Saturday, May 16, 2020

Gradual Reopening Especially Dangerous Time for Putin Regime, Inozemtsev Says

Paul Goble

            Staunton, May 14 – The policies the Russian authorities adopted initially to respond to the coronavirus pandemic left people angry but under more or less full control. Now, that the country is moving toward gradual reopening, the regime faces the dangerous prospect that angry people may take action if things don’t improve quickly, Vladislav Inozemtsev says.

            The regime has adopted three strategies, all of which could backfire: pushing ahead with plans to hold a referendum on the constitutional amendments, further restricting who can run for office and introducing voting by mail, and keeping the borders closed for the time being and maybe longer (

            First of all, going ahead with the constitutional referendum, Inozemtsev says, is designed to show Russians that “everything is already decided” and that they should go ahead and vote for the Kremlin’s position rather than use this vote as a means of protest.  Any further delay would only increase the amount of opposition to the monarchical system Putin wants in place.

             Second, the Putin regime is restricting the importance of elections both by further limiting who can be a candidate angering many – those who support protests may be excluded according to one new bill ( – and by pushing for voting by mail, something that will only add to suspicions about the falsification of results.

            And third, the regime is keeping the borders closed.  Other countries are beginning to open theirs, but the Kremlin has signaled that any opening of Russian ones is not going to come soon, except of course for the privileged. That may make some in the elite happy but it is a source of anger even among Russians who have never travelled abroad.

            These three “radical” changes, Inozemtsev says, “are being carried out in a way so that citizens beyond doubt are being deprived of any opportunity to change the existing state of things.” When they were under complete stay at home rules, that was obvious to all; but now that things are partially opening up, it is far from clear whether than anger will remain contained.

=== PROVIDED DATA ===
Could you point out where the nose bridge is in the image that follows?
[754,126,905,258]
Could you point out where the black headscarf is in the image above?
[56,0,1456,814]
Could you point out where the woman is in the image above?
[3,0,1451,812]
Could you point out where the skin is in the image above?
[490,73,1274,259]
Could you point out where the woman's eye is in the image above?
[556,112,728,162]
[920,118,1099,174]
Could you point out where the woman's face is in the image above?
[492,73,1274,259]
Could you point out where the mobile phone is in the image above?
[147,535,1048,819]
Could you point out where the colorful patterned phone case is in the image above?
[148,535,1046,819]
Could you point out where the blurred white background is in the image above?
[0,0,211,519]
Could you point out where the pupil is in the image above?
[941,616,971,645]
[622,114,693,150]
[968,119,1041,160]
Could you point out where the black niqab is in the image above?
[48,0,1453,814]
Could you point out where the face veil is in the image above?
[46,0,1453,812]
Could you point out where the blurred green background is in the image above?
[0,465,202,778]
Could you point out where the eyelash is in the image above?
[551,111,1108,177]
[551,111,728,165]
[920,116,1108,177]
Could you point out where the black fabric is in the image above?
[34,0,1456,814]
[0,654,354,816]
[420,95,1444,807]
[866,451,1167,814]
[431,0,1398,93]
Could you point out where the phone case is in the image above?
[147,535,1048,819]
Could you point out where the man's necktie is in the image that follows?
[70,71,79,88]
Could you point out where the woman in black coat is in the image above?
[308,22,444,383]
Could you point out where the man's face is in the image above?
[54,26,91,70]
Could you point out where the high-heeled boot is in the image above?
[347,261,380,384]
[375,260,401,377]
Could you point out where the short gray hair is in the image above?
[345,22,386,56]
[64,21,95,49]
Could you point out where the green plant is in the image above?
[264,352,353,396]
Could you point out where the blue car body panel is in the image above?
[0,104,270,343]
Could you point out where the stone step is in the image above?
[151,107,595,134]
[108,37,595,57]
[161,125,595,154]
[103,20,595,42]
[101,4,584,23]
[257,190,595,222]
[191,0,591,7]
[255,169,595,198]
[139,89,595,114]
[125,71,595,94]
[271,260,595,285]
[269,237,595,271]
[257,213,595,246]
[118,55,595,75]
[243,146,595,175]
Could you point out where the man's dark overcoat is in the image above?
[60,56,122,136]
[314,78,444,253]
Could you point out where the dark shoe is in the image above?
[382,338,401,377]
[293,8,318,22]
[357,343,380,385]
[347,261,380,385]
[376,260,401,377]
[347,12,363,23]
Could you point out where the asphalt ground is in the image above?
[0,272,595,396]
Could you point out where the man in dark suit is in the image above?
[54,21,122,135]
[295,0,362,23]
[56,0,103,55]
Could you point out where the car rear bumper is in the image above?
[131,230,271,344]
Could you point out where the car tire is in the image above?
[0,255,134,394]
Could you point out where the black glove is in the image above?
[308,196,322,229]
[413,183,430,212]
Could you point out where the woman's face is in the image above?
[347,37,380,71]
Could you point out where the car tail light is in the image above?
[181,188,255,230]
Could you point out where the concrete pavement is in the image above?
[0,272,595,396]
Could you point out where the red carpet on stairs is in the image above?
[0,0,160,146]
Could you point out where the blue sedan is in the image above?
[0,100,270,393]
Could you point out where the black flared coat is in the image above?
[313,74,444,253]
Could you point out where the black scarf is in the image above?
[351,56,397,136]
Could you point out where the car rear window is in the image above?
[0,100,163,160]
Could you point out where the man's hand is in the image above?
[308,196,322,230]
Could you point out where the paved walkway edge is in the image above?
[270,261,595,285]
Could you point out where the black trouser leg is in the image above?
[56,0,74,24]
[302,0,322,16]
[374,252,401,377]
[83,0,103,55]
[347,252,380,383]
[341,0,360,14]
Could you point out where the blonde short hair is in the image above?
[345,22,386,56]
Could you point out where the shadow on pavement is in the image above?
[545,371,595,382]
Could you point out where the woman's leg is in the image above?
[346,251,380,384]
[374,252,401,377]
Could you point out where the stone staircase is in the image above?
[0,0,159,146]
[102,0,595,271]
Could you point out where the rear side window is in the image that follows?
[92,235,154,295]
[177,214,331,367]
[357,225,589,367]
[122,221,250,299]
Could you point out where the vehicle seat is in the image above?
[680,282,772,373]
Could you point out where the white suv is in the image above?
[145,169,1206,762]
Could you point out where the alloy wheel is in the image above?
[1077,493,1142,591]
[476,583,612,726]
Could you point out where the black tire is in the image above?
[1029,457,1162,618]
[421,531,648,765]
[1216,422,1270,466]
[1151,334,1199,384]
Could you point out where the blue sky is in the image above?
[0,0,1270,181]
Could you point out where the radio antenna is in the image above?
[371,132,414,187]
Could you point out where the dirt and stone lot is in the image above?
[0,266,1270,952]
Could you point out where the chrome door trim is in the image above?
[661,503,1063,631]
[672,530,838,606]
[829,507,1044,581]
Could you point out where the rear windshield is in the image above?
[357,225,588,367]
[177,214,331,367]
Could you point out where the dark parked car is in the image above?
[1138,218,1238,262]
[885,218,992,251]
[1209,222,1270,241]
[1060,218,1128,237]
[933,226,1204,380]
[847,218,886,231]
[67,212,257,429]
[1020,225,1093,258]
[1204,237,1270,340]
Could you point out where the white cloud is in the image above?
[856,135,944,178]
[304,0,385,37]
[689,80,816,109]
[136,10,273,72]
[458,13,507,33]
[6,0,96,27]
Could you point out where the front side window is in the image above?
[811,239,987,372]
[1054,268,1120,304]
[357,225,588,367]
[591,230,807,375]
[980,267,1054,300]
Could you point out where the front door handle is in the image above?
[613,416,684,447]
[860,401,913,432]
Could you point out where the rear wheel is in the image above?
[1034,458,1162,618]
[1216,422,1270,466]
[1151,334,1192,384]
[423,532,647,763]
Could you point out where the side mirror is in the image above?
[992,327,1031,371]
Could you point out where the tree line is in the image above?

=== QUESTIONS TO ANSWER ===
• a. According to the article on Russia's gradual reopening, what will voting by mail add to?
• b. Print part of the article on Russia's gradual reopening, beginning at the words "The regime has" and stopping after the words "wants in place.".
The listing comes from a different source than the article.

=== EXERCISE ANSWERS ===
• a. Suspicions about the falsification of results.

• b.
The regime has adopted three strategies, all of which could backfire: pushing ahead with plans to hold a referendum on the constitutional amendments, further restricting who can run for office and introducing voting by mail, and keeping the borders closed for the time being and maybe longer (

            First of all, going ahead with the constitutional referendum, Inozemtsev says, is designed to show Russians that “everything is already decided” and that they should go ahead and vote for the Kremlin’s position rather than use this vote as a means of protest.  Any further delay would only increase the amount of opposition to the monarchical system Putin wants in place.